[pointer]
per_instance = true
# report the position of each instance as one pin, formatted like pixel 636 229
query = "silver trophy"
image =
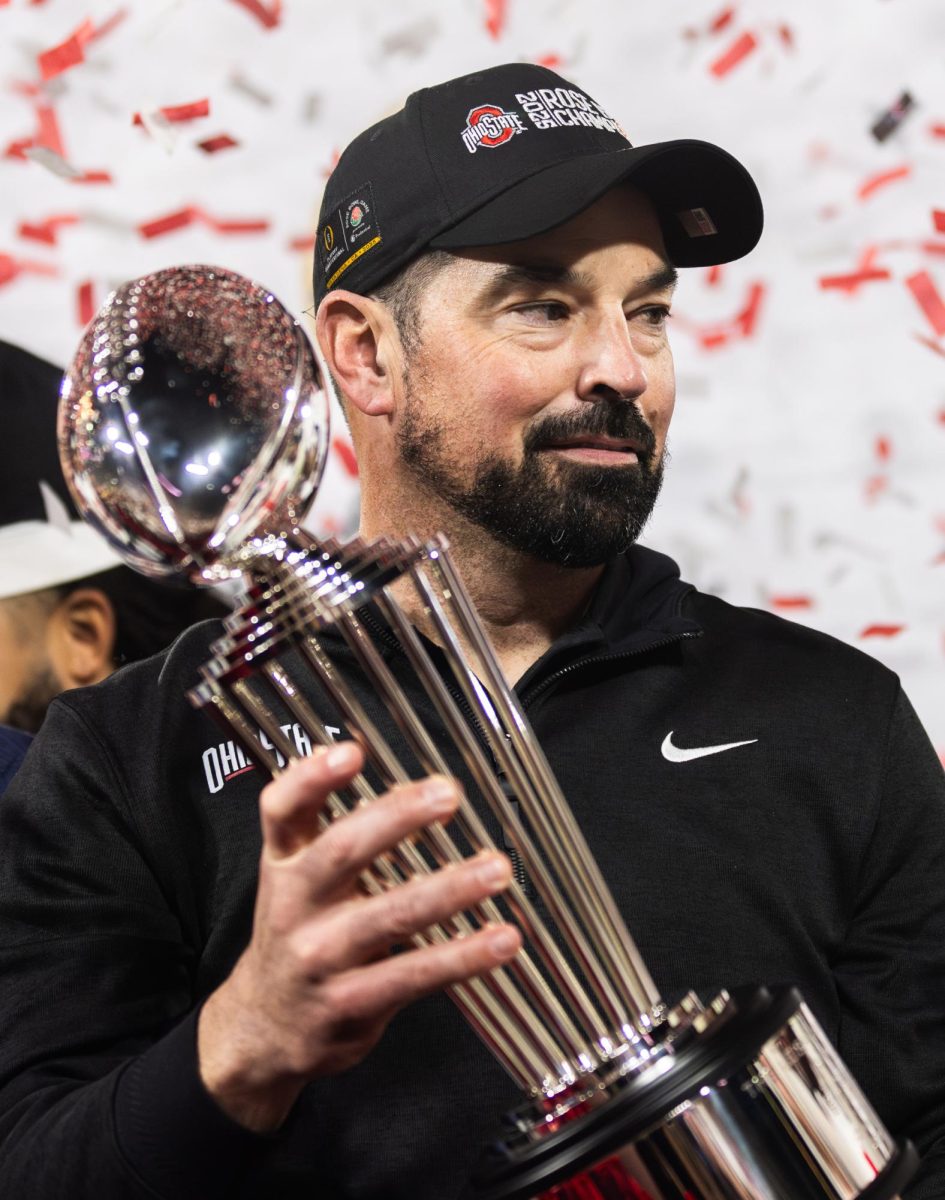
pixel 193 431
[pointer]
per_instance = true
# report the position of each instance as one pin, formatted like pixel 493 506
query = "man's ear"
pixel 361 348
pixel 82 637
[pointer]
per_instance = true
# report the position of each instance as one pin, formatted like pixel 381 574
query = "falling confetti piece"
pixel 739 49
pixel 168 223
pixel 11 268
pixel 268 16
pixel 176 113
pixel 85 303
pixel 853 282
pixel 67 54
pixel 221 142
pixel 61 167
pixel 882 179
pixel 47 231
pixel 722 21
pixel 930 301
pixel 497 12
pixel 184 217
pixel 889 121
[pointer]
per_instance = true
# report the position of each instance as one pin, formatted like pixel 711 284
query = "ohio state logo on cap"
pixel 487 125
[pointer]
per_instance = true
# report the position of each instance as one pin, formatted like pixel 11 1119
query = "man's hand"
pixel 315 988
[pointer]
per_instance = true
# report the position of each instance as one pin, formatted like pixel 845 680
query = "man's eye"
pixel 655 315
pixel 547 311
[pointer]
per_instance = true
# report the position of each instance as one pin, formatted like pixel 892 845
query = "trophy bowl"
pixel 192 418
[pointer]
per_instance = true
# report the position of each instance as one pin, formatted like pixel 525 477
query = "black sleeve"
pixel 100 1091
pixel 891 981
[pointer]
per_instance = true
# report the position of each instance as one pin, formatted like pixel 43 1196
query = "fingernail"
pixel 342 756
pixel 494 873
pixel 440 796
pixel 503 942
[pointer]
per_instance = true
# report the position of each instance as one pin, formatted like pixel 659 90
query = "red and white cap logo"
pixel 487 125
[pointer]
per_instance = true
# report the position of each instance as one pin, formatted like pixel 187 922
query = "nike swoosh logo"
pixel 674 754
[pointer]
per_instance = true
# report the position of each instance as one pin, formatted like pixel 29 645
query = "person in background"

▸ GEGEBENE AUFGABE
Liste jede Zeile der Datensätze oben auf, in der die Zeichenfolge „formatted“ vorkommt. Achte dabei auf Groß- und Kleinschreibung.

▸ VOLLSTÄNDIGE LÖSUNG
# report the position of each instance as one pin, formatted like pixel 636 229
# report the position of each instance as one pin, formatted like pixel 493 506
# report the position of each instance as one pin, formatted like pixel 381 574
# report the position of each instance as one pin, formatted like pixel 711 284
# report the position of each instance as one pin, formatted like pixel 11 1119
# report the position of each instance as one pin, formatted like pixel 845 680
# report the position of each instance as one pin, formatted like pixel 892 845
# report the position of each instance as one pin, formatted like pixel 525 477
# report the position of each instance as one pin, formatted like pixel 43 1196
# report the position of each instance as one pin, formatted like pixel 659 90
# report the position of each instance as one pin, formatted like pixel 187 922
# report the position of each instance as one pin, formatted like pixel 29 645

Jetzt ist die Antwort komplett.